Go through the lines of the material and tally those with the string "stacked"; reply with the number alone.

DATASET RECORDS =>
• • • • • • •
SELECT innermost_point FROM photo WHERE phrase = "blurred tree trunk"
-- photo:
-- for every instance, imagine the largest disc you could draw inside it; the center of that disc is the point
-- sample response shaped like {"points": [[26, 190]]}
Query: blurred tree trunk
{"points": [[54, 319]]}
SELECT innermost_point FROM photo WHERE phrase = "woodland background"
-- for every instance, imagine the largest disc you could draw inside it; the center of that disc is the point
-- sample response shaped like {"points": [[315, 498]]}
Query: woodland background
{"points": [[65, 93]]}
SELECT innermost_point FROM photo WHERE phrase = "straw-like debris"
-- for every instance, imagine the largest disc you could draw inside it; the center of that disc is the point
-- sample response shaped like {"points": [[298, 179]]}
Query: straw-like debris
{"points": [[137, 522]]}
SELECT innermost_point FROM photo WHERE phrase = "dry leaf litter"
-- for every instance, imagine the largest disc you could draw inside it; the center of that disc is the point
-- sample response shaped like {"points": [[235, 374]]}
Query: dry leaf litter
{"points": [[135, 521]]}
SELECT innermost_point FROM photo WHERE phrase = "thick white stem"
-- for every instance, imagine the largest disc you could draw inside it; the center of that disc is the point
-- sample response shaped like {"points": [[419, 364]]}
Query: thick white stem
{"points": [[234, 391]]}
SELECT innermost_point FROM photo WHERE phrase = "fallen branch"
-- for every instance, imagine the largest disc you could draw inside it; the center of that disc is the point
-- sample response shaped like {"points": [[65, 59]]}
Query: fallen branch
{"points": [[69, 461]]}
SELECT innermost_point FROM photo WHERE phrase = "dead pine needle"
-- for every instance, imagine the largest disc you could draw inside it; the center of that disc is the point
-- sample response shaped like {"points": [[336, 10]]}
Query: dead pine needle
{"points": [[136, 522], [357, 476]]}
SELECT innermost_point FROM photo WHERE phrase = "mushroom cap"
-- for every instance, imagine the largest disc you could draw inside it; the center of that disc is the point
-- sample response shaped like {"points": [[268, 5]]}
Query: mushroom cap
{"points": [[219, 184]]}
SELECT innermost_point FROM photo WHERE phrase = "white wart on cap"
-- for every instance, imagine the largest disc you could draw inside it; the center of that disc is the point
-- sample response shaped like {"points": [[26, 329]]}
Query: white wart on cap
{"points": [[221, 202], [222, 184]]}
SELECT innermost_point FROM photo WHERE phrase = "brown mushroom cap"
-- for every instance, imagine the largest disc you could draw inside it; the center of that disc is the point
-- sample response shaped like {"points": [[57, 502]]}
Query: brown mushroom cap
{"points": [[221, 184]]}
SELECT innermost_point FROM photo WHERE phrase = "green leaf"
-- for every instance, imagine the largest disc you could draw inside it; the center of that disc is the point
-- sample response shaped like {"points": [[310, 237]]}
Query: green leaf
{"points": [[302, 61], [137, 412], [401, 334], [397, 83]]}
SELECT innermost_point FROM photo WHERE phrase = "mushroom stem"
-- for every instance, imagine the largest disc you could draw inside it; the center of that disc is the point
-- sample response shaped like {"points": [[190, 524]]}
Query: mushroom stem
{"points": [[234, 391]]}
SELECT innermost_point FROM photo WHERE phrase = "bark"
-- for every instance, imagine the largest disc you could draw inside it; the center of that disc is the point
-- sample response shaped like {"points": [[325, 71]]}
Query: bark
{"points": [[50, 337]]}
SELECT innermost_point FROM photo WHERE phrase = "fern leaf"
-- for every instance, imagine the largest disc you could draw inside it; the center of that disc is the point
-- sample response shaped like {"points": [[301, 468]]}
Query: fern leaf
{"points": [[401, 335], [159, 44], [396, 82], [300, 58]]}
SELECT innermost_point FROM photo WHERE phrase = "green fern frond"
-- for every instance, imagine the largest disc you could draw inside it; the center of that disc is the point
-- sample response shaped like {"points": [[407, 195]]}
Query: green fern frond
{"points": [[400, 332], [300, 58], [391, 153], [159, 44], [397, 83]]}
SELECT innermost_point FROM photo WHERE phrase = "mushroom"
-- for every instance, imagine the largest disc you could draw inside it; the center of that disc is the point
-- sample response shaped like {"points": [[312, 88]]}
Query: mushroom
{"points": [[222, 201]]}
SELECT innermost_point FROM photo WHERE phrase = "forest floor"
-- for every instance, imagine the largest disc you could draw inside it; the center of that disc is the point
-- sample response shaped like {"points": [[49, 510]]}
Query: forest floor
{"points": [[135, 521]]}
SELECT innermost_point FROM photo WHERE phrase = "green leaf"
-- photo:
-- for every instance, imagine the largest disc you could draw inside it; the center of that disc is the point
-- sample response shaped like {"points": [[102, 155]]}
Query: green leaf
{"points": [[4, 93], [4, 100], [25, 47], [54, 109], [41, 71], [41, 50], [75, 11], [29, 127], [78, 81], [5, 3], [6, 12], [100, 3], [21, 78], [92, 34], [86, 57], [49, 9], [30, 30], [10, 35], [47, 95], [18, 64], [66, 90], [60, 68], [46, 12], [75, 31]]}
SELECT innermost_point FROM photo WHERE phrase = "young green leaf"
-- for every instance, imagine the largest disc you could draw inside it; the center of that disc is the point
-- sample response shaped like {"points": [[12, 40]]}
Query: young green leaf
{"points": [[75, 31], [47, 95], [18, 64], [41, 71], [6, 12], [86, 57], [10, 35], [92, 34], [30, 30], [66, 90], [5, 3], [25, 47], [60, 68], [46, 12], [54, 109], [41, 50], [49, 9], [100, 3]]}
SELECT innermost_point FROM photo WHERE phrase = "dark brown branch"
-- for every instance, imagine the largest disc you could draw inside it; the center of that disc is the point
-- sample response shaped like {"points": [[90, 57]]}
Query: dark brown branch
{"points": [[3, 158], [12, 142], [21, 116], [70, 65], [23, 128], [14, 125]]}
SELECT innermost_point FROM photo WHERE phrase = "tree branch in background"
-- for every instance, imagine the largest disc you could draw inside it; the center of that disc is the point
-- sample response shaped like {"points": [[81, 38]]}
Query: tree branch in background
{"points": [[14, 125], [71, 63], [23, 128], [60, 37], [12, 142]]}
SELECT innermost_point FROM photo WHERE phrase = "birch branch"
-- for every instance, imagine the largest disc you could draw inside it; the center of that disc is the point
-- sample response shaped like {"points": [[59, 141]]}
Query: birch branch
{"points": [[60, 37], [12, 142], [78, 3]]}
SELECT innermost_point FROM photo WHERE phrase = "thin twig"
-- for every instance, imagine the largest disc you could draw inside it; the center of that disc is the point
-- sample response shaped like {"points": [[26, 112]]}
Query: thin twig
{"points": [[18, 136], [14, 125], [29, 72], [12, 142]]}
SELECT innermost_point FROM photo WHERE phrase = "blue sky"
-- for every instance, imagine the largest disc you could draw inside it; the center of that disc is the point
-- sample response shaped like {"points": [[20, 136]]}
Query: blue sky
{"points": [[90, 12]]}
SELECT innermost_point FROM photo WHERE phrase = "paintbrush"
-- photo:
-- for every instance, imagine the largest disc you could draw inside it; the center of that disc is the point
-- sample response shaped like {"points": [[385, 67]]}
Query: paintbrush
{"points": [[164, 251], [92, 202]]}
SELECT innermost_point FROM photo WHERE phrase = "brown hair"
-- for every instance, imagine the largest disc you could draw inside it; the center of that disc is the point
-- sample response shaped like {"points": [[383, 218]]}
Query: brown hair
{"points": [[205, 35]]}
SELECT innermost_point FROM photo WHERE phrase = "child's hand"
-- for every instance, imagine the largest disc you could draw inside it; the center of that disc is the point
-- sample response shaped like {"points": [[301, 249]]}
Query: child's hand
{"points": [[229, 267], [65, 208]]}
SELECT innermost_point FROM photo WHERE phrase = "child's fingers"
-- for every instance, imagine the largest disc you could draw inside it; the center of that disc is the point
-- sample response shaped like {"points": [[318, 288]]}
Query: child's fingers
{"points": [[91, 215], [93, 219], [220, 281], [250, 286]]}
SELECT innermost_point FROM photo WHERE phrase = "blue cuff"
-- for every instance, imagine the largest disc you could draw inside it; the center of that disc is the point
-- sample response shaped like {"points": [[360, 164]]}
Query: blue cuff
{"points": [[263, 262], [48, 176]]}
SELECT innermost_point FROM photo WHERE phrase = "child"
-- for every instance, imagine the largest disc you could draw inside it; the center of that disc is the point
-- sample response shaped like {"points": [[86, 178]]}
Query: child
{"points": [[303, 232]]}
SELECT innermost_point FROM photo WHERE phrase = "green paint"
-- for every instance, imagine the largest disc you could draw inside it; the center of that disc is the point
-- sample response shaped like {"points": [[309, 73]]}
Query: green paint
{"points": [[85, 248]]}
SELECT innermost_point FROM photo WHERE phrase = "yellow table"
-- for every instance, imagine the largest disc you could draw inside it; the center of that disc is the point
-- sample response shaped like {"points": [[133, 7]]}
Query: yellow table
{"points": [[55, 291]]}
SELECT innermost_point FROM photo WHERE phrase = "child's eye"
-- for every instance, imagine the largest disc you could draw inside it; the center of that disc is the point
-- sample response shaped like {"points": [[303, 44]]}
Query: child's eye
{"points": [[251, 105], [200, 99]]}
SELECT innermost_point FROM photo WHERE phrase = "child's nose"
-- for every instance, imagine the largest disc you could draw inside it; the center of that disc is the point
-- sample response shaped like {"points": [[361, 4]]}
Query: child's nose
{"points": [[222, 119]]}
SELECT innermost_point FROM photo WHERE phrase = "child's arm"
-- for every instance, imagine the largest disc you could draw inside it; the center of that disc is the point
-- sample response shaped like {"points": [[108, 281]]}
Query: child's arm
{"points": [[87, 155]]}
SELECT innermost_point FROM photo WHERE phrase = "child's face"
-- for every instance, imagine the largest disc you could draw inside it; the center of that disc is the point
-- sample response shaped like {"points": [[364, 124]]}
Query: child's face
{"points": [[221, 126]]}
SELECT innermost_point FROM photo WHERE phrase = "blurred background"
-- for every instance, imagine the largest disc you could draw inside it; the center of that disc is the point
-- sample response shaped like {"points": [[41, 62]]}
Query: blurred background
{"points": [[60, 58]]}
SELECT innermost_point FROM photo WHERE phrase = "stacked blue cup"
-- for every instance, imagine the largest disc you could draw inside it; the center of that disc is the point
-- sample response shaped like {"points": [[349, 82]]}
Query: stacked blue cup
• • • • • • •
YOUR SOLUTION => 2